---------- Angezeigter Text
Rouhanis unmögliche Mission

Präsident Hassan Rouhani hat zwei Wochen nach seiner Wiederwahl im Mai vor einer kleinen Studentengruppe sein Wahlversprechen wiederholt: Er werde „allen Einschränkungen zum Trotz“ seine Möglichkeiten nutzen, damit der Hausarrest der Oppositionsführer ein Ende findet.

„Manche erlauben sich dieser Tage, die roten Linien des Systems zu überschreiten, sogar den Hausarrest gegen die Oppositionspolitiker in Frage zu stellen“, antwortete prompt Justizchef Ayatollah Sadegh Laridjani: „Wer sind Sie überhaupt, dass Sie den Hausarrest aufheben wollen?“, fragte er den Präsidenten öffentlich. Der Hausarrest sei vom nationalen Sicherheitsrat verhängt worden, sollte dieser seine Entscheidung rückgängig machen, wäre der Weg für die Justiz frei, ihrer Pflicht nachzugehen, drohte der Ayatollah. Im Klartext heißt das: Die protestierenden Kandidaten von 2009 würden nach der Aufhebung des Hausarrests vor Gericht gestellt.

Auch der Sprecher der Justiz Gholam-Hossein Mohseni-Ejei beteuerte Ende Juni, dass der nationale Sicherheitsrat für den Hausarrest von Moussavi und Karrubi zuständig sei. Sollte die Entscheidung tatsächlich nicht von Khamenei, sondern vom nationalen Sicherheitsrat getroffen worden sein, wäre sie auch von Rouhani mitgetragen worden. Er war von 1989 bis 2013 eines der einflussreichsten Mitglieder des Rates und ist seit seiner Wahl zum Präsidenten (2013) dessen Vorsitzender.
--------------------
Ziel 1.
Beantworten Sie anhand des Textes zu Rouhani die folgenden Fragen:
(a) Wann wiederholte Rouhani vor einer kleinen Studentengruppe sein Wahlversprechen?
(b) Von welchem Gremium wurde der Hausarrest laut Justizchef Laridjani verhängt?
(c) Seit wann ist Rouhani Vorsitzender dieses Gremiums?
Ziel 2. Schreiben Sie den Abschnitt des Textes zu Rouhani zwischen „Auch der Sprecher“ und „(2013) dessen Vorsitzender.“ einschließlich dieser beiden Stellen wortgetreu nieder.
---------- Auszüge aus Datensätzen
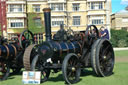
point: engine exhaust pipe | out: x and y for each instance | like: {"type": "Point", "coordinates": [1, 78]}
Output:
{"type": "Point", "coordinates": [47, 20]}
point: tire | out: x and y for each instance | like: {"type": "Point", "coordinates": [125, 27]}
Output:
{"type": "Point", "coordinates": [93, 56]}
{"type": "Point", "coordinates": [71, 58]}
{"type": "Point", "coordinates": [104, 58]}
{"type": "Point", "coordinates": [35, 66]}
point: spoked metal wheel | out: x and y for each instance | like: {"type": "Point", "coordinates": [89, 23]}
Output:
{"type": "Point", "coordinates": [37, 66]}
{"type": "Point", "coordinates": [26, 38]}
{"type": "Point", "coordinates": [93, 55]}
{"type": "Point", "coordinates": [4, 70]}
{"type": "Point", "coordinates": [71, 68]}
{"type": "Point", "coordinates": [104, 58]}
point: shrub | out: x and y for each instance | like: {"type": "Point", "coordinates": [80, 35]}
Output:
{"type": "Point", "coordinates": [119, 38]}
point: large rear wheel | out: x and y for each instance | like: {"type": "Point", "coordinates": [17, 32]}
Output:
{"type": "Point", "coordinates": [104, 58]}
--------------------
Korrekte Lösung 1.
(a) Zwei Wochen nach seiner Wiederwahl im Mai.
(b) Vom nationalen Sicherheitsrat.
(c) Seit seiner Wahl zum Präsidenten (2013).

Korrekte Lösung 2.
Auch der Sprecher der Justiz Gholam-Hossein Mohseni-Ejei beteuerte Ende Juni, dass der nationale Sicherheitsrat für den Hausarrest von Moussavi und Karrubi zuständig sei. Sollte die Entscheidung tatsächlich nicht von Khamenei, sondern vom nationalen Sicherheitsrat getroffen worden sein, wäre sie auch von Rouhani mitgetragen worden. Er war von 1989 bis 2013 eines der einflussreichsten Mitglieder des Rates und ist seit seiner Wahl zum Präsidenten (2013) dessen Vorsitzender.